Pick out every line in the items below that contains the string "grass", matching case exactly, and copy each one.

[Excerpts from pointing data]
────────────────────────────────────────

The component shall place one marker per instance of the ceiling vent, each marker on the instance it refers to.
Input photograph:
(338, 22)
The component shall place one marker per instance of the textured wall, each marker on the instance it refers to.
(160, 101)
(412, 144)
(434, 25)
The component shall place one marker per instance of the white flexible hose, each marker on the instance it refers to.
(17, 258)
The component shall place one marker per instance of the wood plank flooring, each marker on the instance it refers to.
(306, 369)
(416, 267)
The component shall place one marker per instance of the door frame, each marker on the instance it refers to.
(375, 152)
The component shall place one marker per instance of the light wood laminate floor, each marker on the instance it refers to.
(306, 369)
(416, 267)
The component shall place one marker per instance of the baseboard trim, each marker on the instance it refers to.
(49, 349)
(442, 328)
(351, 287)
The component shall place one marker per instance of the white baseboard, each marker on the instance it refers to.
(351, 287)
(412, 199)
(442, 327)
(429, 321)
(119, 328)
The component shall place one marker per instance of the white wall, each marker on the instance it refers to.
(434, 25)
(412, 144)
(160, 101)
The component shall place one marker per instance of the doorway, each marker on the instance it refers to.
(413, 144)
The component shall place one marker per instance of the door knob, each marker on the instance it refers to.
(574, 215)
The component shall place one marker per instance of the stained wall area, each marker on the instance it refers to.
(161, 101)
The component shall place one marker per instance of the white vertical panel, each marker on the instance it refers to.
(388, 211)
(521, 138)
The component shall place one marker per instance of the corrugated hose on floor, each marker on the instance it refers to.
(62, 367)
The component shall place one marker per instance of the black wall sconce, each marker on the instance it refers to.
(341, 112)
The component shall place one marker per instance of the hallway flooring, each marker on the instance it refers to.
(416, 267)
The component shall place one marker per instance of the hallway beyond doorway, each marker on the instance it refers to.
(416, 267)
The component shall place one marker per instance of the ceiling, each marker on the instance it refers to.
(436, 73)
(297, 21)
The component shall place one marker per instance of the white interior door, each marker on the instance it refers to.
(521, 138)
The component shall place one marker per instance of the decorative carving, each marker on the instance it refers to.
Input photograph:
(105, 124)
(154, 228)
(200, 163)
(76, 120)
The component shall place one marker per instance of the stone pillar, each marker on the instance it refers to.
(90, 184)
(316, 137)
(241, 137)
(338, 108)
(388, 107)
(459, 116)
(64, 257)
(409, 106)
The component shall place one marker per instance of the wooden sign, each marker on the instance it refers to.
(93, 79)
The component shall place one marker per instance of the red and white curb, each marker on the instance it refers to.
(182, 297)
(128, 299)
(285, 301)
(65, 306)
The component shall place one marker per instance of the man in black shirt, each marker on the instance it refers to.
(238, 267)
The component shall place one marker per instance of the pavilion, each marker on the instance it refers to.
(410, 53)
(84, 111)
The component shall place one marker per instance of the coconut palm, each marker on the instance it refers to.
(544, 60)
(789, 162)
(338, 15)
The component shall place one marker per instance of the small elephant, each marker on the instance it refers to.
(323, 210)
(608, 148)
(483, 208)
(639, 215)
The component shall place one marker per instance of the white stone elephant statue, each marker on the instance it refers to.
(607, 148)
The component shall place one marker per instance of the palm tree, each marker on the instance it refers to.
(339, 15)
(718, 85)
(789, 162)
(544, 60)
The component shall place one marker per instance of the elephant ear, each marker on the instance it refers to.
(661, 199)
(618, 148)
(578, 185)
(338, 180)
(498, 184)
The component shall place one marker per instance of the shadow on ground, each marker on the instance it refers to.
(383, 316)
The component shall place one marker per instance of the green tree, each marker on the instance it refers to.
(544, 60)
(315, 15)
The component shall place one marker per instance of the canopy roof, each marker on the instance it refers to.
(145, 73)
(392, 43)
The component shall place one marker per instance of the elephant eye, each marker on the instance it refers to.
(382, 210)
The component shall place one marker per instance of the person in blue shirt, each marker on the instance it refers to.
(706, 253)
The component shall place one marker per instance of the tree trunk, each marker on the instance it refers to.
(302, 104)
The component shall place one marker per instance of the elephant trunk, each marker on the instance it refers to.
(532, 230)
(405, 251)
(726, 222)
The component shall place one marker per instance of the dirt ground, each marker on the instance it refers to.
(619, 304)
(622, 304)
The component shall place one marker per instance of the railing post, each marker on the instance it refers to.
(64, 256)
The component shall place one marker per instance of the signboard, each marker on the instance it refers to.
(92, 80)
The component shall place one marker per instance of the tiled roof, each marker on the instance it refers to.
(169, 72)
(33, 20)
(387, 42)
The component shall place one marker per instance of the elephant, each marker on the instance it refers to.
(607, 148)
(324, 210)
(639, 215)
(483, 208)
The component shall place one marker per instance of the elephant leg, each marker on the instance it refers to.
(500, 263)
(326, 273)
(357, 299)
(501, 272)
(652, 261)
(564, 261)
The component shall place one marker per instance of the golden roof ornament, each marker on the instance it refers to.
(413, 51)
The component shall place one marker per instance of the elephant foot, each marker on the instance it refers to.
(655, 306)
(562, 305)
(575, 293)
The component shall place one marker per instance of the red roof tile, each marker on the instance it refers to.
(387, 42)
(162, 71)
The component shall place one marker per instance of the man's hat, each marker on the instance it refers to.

────────────────────────────────────────

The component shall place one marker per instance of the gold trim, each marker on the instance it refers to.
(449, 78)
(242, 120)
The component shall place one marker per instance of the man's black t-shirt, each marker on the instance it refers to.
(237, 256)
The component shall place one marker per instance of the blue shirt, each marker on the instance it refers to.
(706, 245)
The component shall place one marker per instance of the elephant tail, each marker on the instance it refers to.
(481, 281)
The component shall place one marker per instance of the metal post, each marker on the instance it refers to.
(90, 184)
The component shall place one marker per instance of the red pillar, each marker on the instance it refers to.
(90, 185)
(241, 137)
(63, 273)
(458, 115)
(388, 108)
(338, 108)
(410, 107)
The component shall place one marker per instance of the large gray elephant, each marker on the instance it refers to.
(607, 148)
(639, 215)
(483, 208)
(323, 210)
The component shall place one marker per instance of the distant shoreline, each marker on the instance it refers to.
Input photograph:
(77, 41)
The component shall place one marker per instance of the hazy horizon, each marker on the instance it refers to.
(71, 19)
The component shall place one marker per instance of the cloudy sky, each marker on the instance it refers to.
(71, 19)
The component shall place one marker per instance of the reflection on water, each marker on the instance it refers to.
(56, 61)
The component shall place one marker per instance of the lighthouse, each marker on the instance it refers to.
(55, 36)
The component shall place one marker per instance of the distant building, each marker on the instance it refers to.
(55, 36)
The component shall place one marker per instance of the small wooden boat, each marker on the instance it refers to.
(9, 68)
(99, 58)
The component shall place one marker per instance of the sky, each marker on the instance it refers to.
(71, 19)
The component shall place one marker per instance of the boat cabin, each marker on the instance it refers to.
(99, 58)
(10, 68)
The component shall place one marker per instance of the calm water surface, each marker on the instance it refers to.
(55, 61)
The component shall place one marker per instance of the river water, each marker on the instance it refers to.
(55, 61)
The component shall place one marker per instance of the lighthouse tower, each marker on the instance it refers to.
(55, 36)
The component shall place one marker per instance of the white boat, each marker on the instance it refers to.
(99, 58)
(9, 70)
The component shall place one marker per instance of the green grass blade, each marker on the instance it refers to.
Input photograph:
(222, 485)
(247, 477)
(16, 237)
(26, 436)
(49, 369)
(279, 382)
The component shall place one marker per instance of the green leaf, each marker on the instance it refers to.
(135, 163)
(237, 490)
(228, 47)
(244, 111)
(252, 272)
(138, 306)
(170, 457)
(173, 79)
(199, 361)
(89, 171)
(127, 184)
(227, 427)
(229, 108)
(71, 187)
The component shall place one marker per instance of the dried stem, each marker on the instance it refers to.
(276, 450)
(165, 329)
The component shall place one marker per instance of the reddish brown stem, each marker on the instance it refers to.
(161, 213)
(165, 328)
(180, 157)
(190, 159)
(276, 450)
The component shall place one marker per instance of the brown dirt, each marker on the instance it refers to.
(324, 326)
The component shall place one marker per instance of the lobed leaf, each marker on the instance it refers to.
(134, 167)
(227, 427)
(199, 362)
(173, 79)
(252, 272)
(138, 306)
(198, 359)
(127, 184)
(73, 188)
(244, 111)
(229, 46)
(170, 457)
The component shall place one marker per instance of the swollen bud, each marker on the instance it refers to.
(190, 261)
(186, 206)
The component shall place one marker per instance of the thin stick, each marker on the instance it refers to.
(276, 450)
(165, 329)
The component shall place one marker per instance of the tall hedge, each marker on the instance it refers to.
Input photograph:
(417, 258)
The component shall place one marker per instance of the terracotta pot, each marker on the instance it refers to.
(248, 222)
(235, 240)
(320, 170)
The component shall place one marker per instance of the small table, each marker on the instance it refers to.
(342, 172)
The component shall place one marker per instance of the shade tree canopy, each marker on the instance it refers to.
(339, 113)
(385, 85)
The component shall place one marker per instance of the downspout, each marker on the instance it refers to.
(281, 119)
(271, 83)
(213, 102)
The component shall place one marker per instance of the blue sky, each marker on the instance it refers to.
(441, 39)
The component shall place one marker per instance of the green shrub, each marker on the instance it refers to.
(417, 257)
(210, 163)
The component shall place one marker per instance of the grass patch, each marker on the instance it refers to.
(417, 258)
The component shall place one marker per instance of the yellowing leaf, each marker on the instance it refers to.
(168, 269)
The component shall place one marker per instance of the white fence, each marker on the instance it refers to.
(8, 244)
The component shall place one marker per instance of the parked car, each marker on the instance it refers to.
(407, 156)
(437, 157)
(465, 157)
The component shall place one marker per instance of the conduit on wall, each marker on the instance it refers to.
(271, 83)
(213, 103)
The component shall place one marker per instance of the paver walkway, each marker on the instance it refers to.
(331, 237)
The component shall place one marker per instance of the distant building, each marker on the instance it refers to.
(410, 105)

────────────────────────────────────────

▶ TASK RESULT
The component shall place one marker per instance of the green grass blade, each marker on the instance it refers to.
The component shall place one marker per instance of the grass patch, each marker on the instance it refers to.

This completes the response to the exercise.